What the exercise asks.
Rewrite the lines of the records below as a numbered list, omitting any blank lines.

━━━━━━━━━━━━━━━━━━━━

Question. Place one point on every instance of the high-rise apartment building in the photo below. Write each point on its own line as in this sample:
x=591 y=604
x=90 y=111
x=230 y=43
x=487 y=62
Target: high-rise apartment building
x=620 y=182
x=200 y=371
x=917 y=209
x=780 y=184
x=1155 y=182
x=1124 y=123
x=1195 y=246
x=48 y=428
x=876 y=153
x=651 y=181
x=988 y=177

━━━━━━━━━━━━━━━━━━━━

Output below.
1. Question. Place one point on every instance of the high-rise apartment building in the photo below. Write each point on its own line as in this sample:
2. x=591 y=604
3. x=90 y=111
4. x=230 y=43
5. x=487 y=62
6. Target: high-rise apartment building
7. x=620 y=182
8. x=200 y=371
9. x=917 y=209
10. x=780 y=184
11. x=1155 y=182
12. x=1124 y=123
13. x=1195 y=246
14. x=48 y=428
15. x=876 y=153
16. x=651 y=181
17. x=988 y=177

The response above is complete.